Reproduce verbatim the part of the rows that begins with the line containing "# segment the man in gray shirt" and ends with the line containing "145], [52, 120]]", including both of those lines.

-- BEGIN Data lines --

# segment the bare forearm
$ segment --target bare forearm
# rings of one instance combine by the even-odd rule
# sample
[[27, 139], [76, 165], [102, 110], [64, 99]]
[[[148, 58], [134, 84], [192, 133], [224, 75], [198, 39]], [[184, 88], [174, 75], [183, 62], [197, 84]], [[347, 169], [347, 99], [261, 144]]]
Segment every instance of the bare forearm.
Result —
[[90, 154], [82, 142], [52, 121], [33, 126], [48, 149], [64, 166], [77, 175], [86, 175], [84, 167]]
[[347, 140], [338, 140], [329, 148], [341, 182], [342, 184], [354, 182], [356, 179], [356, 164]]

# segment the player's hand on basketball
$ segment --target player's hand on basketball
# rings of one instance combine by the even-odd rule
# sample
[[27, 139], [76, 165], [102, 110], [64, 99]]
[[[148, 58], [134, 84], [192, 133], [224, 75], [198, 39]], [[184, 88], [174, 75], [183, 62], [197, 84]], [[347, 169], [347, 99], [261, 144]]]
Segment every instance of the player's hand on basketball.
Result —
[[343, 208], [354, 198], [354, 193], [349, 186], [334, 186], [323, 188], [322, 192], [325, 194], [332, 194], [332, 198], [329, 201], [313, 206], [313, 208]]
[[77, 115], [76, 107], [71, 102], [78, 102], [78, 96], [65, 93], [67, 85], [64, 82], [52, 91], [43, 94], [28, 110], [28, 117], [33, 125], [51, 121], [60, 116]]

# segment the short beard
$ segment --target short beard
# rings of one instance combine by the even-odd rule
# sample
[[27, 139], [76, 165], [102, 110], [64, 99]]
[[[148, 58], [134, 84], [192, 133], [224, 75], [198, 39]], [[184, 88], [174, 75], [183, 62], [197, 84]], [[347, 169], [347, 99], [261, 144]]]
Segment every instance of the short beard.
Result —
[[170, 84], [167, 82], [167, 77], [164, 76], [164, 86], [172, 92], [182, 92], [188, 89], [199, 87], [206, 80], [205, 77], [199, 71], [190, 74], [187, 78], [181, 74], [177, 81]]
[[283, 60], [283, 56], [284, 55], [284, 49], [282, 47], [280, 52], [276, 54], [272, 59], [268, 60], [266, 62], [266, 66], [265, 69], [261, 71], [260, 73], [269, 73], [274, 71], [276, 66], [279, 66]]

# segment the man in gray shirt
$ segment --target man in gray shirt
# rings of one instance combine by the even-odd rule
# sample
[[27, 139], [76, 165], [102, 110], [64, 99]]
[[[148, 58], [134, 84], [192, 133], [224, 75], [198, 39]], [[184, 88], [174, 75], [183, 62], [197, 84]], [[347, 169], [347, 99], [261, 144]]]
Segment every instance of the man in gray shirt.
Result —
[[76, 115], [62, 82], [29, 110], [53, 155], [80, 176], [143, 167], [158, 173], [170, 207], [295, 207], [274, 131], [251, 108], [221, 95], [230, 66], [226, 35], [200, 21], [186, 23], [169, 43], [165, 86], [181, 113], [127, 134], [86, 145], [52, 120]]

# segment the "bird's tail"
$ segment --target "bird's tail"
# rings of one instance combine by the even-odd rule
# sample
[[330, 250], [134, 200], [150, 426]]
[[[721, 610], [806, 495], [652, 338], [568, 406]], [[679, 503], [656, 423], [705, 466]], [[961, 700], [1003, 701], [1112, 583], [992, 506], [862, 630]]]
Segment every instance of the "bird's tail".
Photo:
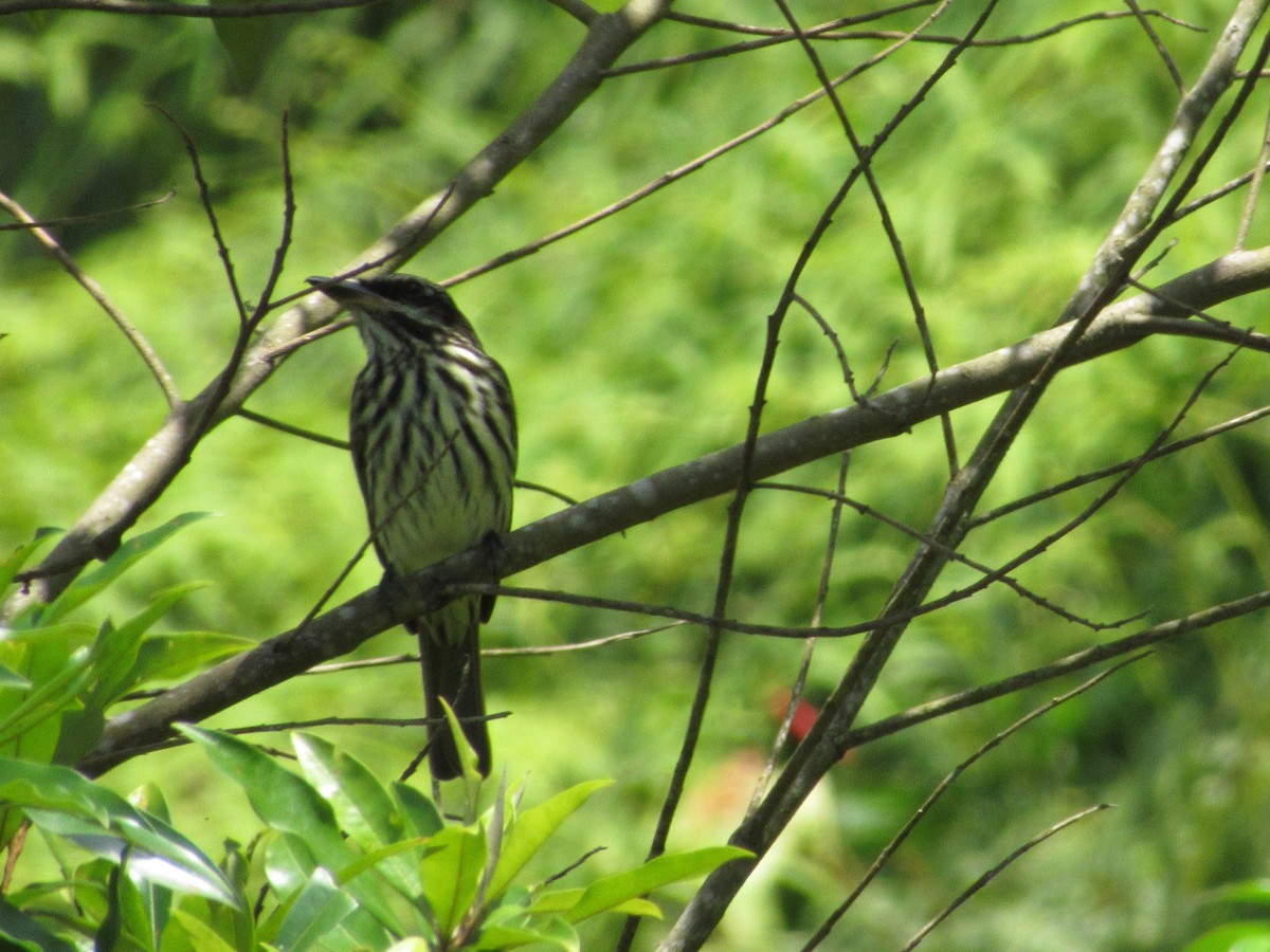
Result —
[[458, 746], [441, 706], [453, 708], [464, 735], [476, 751], [476, 768], [489, 776], [489, 730], [485, 726], [485, 693], [480, 680], [479, 595], [457, 598], [441, 611], [408, 626], [419, 636], [423, 658], [423, 699], [428, 716], [428, 764], [432, 776], [448, 781], [462, 774]]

-- END Data lines --

**Solution below**
# segment the man in gray shirt
$ segment --target man in gray shirt
# rings of one instance combine by the even-odd rule
# sample
[[27, 139], [76, 165], [102, 110], [64, 99]]
[[[148, 58], [134, 84], [192, 133], [224, 75], [198, 39]], [[184, 88], [174, 75], [183, 62], [197, 84]], [[347, 169], [347, 99], [261, 144]]]
Segment every instance of the man in gray shirt.
Result —
[[76, 115], [62, 82], [29, 110], [53, 155], [80, 176], [143, 167], [158, 173], [170, 207], [295, 207], [274, 131], [251, 108], [221, 95], [230, 66], [226, 35], [200, 21], [186, 23], [169, 43], [165, 86], [181, 113], [127, 134], [86, 145], [52, 120]]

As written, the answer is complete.